Top
09/07/2020

Kaç paraysa borcumuz toplayıp verelim

Malumunuzdur, moda oldu son yıllarda, otokritik perdesi ardında kendisini Müslüman olarak tanımlayan zevatı tahkir etmek.

Efendim falanca, günde beş vakit namaz kılarmış fakat bir yandan da olmadık şenaate bulaşmaktan geri durmazmış…

Bir başkası Müslüman olmasına Müslümanmış ama ailesine çok kötü davranıyormuş

Bir diğeri ise ise müdürü olduğu yurtta öğrencileri sustimal etmiş…

böyle Müslümanlık mı olurmuş böyle insanlık mı olurmuş bu Müslümanlar neden böyleymiş bunlar Müslümansa bunu diyen abi Müslüman değil miş miş.

Kendisi de Müslüman olduğu için diğer Müslümanların tatbikatından utanıyor.

Böyle Müslümanlık mı olur diye soruyor?

İdealde olmaz, tatbikatta olur.

İnanmazsan aç bak, İslamiyet çarkını tarih duvarına rapteden o vida nasıl bileşenlerden oluşuyormuş.

Peygamber’in “her biri gökte yıldızlar gibidir” dediği zevatın içinde öyle acayip hareketler yapan öyle günahlara buluşan kimseler vardı ki.

Şimdi bu kimselere ashab-ı kiram hazeratı diyoruz, zikrederken isimlerini gözlerimiz nemleniyor

Fiillerine bakarak hürmetsizlik edemiyoruz, zira peygamber onlara asabım demiş. Dilersen yap, kimle kavga edeceksin?

Hal böyleyken…

Adına asrı Saadet dediğimiz dönemde, kendilerinden zevil kiram hazeratı olarak bahsettiğimiz ashabtan dahi nice acayip hareket zuhura gelmişken günümüz insanının üç beş densizliğini dine fatura etmek hangi dine mensup olduğunu; bunun tarihsel ve sosyolojik gerçekliğinin ne olduğunu bilmediğini gösterir.

Düşünsenize çarşıda alışveriş yaparken çarptığınız adamın yüzüne bir bakıyorsunuz alemin yaratılış sebebi çıkıyor…

Yaşadığınız Medine'nin sokakları leylak, sümbül, ıhlamur kokmuyor belki ama Hz Cebrail'in kokusu ıtır ıtır genzinizi dolduruyor. Az evvel şeref nüzul etmiş, Efendimiz’in huzuruna çıkmış çünkü.

Yahut ne bileyim Dıhye sanmış da selam vermişsin, selamını almış dönmüş gitmiş o adam Cebrail çıkıyor.

Öyle bir ortam .

İfk hadisesi yaşanıyor.

Her birine binler hürmet, bir yalana, iftiraya inanmaktan masun olmamışlardı.

Büyük bir kabahattir, kırdıkları gönül kırılacak gönül değildir zira. Gerçi arif olana hiçbir gönül kırılacak Gönül değildir ya; fakat o Gönül hiç kırılacak Gönül değildir.

Gelgelelim bu da insaniyete mahsus bir şeydir.

________________________________________

- [Yazılı istek 1]
Okuma metnine göre Medine'nin sokaklarında genzi dolduran koku kimin kokusudur?
- [Yazılı istek 2]
Okuma metnini son cümlesinden sonra aynı üslupla sürdürün.

- [Seçilmiş kayıtlar]
________________________________________

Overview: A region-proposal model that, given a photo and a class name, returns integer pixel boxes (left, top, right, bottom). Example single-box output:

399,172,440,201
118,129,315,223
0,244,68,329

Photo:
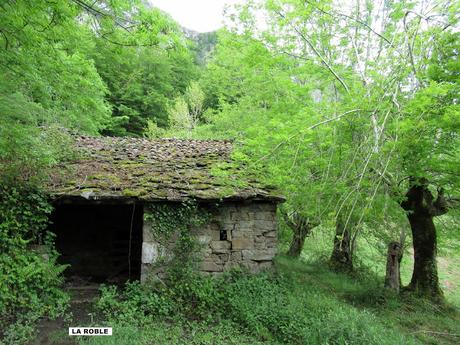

________________________________________

- [Beklenen cevap 1]
Hz. Cebrail'in kokusu.

- [Beklenen cevap 2]
Dini kullara tebliğ etmekle memur olan Peygamber, yani kendisinin var dediği şey din içinde var olan, var demediği ise var olmayan; yok dediğine ise mutlak bir karşıtlık türetilen o zat bütün yaşananları insaniyetin bir parçası olarak değerlendirilmiştir.

İnsan olanı zaaflarından arınmış bir muhteşem, lekesiz varlık olarak görmek istiyorsan, o insan insan değildir.

Gel seninle İslamiyet idealini konuşalım. Kulun tatbikatını ise konuşmayalım.

Zira hayat idealler ile tatbikatların mukayese edilemeyeceği çok katmanlı bir yapı.

O kadar çok katmanlı ki, farklı sınıflardaki tatbikatları da mukayese edemezsiniz.

Şartları birbirinden o kadar farklıdır ki.

Ekonomik olarak farklı sınıflarda yer alan insanların para ile aralarındaki ilişkiyi mukayese edemezsiniz örneğin. Kimi milyonlarla oynarken, diğeri rızkun cedid yevmun cedid bir hayatı yaşıyor.

Kadın ile olan ilişkilerini de mukayese edemezsin, toplum ile olan ilişkilerini de mukayese edemezsin.

Mukayese edebileceğin yegane şey, bu insanların inandıkları ve vaz ettikleri ideallerdir.

Kim hangi ideali önümüze sunuyor, buna bakarsın.

Fakat ne hikmetse tohumları geçen yüzyılın ortalarına yakın bir yerde atılmış bir refleks, sürekli Müslüman olmayana İslamiyet ve Müslüman namına mahcup oluyor.

Kendisine sürekli olarak bir açığımız olduğunu vaz eden derin bir aşağılık kompleksine sahip.

Şunu bir gâvura nasıl anlatırız, bunu bir gayrimüslim görse ne der vb. suallerinden kendisini kurtaramamış.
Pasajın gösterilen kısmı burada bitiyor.